▶ EXERCISE DATA
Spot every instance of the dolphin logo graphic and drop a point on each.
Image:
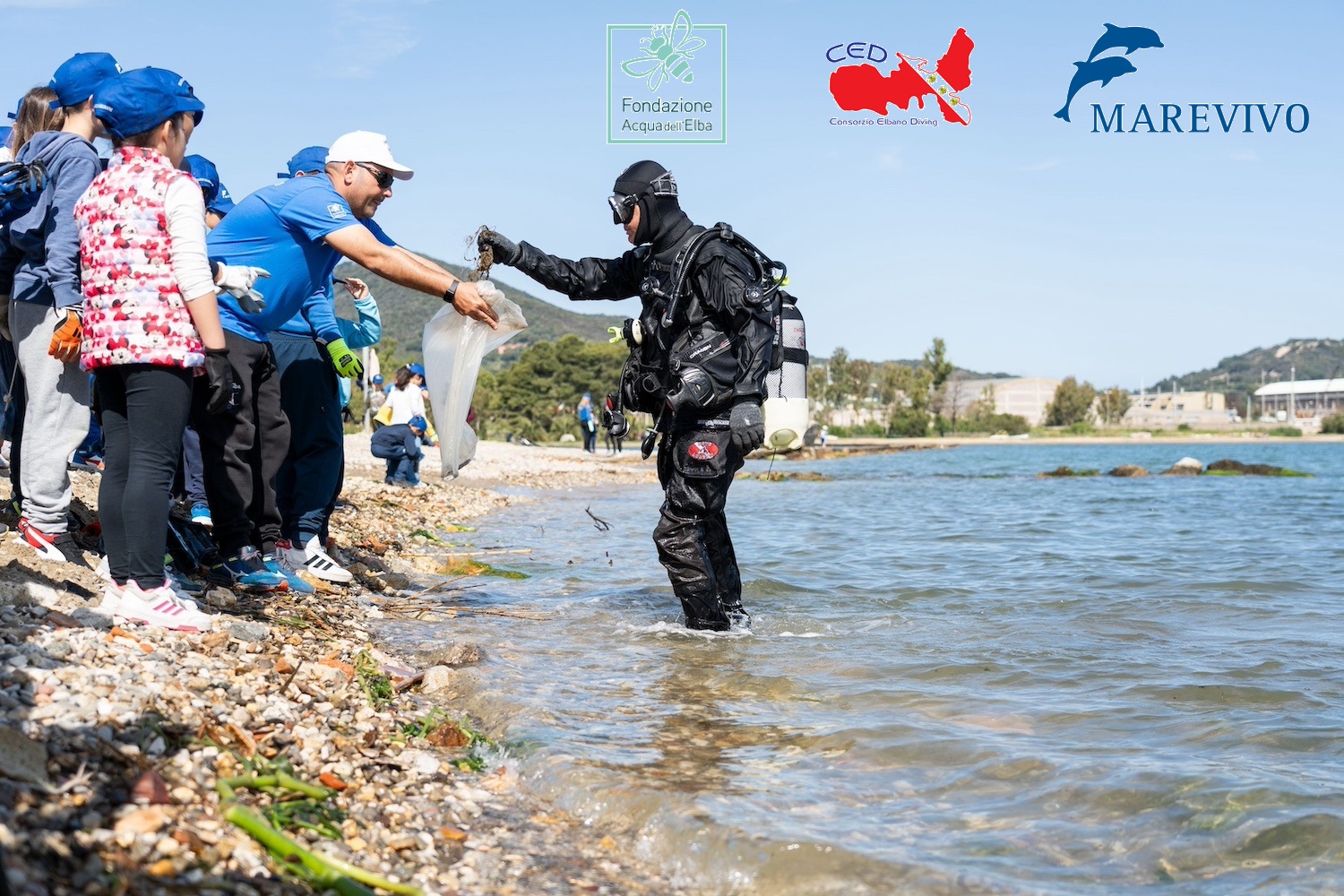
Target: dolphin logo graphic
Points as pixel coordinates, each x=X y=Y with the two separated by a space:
x=1131 y=39
x=1104 y=70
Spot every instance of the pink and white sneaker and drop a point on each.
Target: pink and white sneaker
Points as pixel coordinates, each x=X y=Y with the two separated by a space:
x=159 y=607
x=110 y=599
x=112 y=591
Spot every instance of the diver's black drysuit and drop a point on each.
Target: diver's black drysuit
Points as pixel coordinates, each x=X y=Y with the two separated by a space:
x=715 y=328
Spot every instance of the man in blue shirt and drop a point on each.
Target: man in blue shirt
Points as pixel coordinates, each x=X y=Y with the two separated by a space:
x=297 y=231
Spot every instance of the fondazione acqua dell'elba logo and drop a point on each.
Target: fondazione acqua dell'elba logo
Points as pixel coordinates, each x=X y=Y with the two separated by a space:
x=1167 y=117
x=859 y=85
x=667 y=82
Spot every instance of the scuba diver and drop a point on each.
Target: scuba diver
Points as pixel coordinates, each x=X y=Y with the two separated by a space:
x=699 y=357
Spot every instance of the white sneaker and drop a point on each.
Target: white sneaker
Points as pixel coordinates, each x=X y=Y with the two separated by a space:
x=317 y=562
x=159 y=607
x=110 y=599
x=112 y=594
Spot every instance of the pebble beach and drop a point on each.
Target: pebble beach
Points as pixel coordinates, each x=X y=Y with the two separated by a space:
x=115 y=739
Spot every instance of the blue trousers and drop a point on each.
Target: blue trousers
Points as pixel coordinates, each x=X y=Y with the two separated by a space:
x=401 y=468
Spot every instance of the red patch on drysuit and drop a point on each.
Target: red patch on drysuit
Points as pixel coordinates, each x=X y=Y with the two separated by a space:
x=703 y=450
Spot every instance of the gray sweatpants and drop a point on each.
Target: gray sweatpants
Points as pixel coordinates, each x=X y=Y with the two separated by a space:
x=56 y=417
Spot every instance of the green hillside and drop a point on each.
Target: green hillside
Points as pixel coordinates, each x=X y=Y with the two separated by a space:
x=405 y=312
x=1241 y=374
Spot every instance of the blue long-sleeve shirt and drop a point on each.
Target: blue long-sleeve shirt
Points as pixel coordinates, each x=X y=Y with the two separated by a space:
x=39 y=257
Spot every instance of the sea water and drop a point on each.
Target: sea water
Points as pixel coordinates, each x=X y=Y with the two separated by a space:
x=960 y=677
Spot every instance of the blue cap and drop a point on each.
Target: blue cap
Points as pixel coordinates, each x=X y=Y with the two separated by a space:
x=142 y=99
x=81 y=75
x=214 y=191
x=306 y=161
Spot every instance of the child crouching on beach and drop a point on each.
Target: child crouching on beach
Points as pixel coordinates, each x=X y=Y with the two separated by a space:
x=150 y=327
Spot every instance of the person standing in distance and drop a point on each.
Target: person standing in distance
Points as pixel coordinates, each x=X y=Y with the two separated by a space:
x=297 y=231
x=709 y=438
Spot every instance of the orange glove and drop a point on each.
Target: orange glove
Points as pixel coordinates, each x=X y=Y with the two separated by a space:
x=65 y=341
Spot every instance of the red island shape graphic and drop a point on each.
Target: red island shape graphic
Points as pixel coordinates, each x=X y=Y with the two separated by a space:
x=863 y=88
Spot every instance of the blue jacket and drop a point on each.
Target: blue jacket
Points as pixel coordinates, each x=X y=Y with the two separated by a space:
x=39 y=254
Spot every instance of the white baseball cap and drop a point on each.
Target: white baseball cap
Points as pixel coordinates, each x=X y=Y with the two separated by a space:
x=365 y=145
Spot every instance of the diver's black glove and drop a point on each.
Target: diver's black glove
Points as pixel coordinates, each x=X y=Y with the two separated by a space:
x=504 y=249
x=747 y=426
x=220 y=382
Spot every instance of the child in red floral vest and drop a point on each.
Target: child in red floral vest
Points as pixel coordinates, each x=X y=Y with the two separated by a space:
x=151 y=325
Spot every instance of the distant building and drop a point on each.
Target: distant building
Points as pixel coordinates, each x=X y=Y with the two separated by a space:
x=1163 y=410
x=1026 y=397
x=1300 y=400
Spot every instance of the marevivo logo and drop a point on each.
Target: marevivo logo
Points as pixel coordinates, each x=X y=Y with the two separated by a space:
x=1203 y=117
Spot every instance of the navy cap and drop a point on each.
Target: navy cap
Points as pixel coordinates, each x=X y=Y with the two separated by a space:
x=306 y=161
x=212 y=190
x=144 y=99
x=81 y=75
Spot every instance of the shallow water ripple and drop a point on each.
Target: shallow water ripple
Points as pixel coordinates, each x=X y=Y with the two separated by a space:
x=961 y=678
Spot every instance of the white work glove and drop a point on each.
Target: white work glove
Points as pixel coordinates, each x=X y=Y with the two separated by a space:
x=237 y=280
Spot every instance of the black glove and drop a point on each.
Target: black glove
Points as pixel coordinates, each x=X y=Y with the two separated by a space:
x=505 y=252
x=747 y=426
x=220 y=381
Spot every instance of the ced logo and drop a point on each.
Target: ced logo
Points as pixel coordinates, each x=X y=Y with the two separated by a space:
x=703 y=450
x=857 y=50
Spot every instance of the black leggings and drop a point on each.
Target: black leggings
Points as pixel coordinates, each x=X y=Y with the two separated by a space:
x=144 y=411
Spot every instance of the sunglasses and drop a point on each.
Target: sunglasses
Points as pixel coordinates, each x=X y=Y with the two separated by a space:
x=623 y=207
x=383 y=177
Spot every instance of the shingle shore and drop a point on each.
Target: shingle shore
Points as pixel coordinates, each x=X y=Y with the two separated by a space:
x=112 y=737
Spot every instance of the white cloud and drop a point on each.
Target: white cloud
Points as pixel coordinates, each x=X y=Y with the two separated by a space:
x=365 y=34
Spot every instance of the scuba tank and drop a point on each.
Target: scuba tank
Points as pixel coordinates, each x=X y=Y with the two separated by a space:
x=785 y=405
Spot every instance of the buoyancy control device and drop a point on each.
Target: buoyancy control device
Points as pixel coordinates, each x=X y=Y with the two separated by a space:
x=699 y=368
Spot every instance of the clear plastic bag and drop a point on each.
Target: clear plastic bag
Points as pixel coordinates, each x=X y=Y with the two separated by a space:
x=454 y=346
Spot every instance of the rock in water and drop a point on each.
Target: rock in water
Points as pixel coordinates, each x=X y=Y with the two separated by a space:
x=1185 y=466
x=454 y=654
x=1236 y=468
x=438 y=678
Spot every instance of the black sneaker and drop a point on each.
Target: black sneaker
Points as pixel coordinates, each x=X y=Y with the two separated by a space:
x=244 y=570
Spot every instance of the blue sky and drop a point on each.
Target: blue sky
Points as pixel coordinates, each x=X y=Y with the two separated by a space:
x=1031 y=245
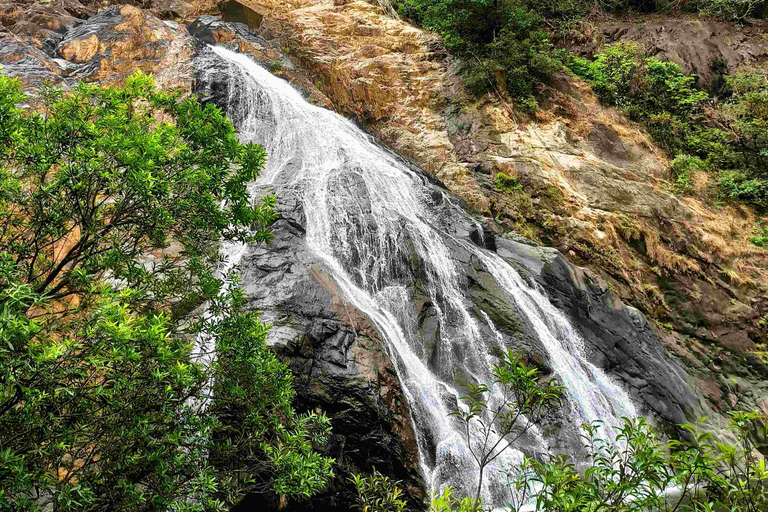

▶ THE REQUEST
State how many lines in the records above contain the string "work", with case taken into account, and give only that number.

▶ EXERCISE RESPONSE
2